> _Excerpted text_
Skip to content

tomtom215/mallardmetrics

Mallard Metrics

Self-hosted, privacy-focused web analytics powered by DuckDB and the behavioral extension. Single binary. Single process. Zero external dependencies.

Tests Rust License Clippy Privacy Docs

A lightweight, privacy-respecting alternative to Plausible Analytics. Runs entirely on your infrastructure — no third-party services, no cookies, no persistent IP storage. See PRIVACY.md for the complete data-processing architecture and operator compliance guidance.

> _What is being asked_
What comes next in the Mallard Metrics description? Continue it from after the sentence ending "operator compliance guidance."

> _Material provided_
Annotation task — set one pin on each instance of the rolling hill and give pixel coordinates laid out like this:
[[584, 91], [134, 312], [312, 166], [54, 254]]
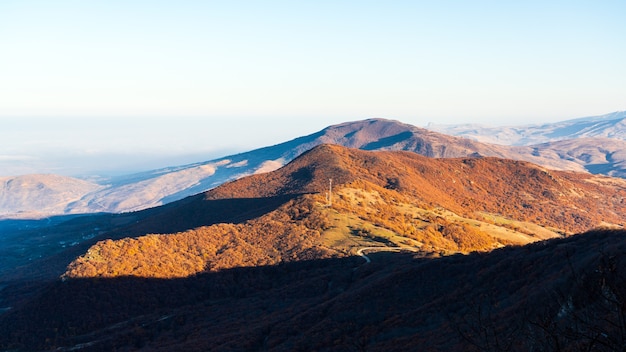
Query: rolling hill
[[271, 261], [611, 125], [157, 187]]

> _Response below_
Table of Contents


Features

Privacy by Design

  • No cookies — Visitor identification uses a daily-rotating HMAC-SHA256 hash of IP + User-Agent + daily salt; no cookies are set and no browser storage is accessed
  • No persistent IP storage — IP addresses are processed ephemerally in RAM (for GeoIP lookup and visitor ID derivation) and never written to disk or logs
  • Daily salt rotation — Visitor IDs change every 24 hours; the same IP + User-Agent produces a different hash on different days, preventing cross-day tracking
  • Pseudonymous, not anonymous — Stored visitor IDs are HMAC-SHA256 hashes; pseudonymous data is still personal data under GDPR Recital 26. Geographic data (country, region, city) derived from IP is stored. See PRIVACY.md for the full analysis and operator obligations.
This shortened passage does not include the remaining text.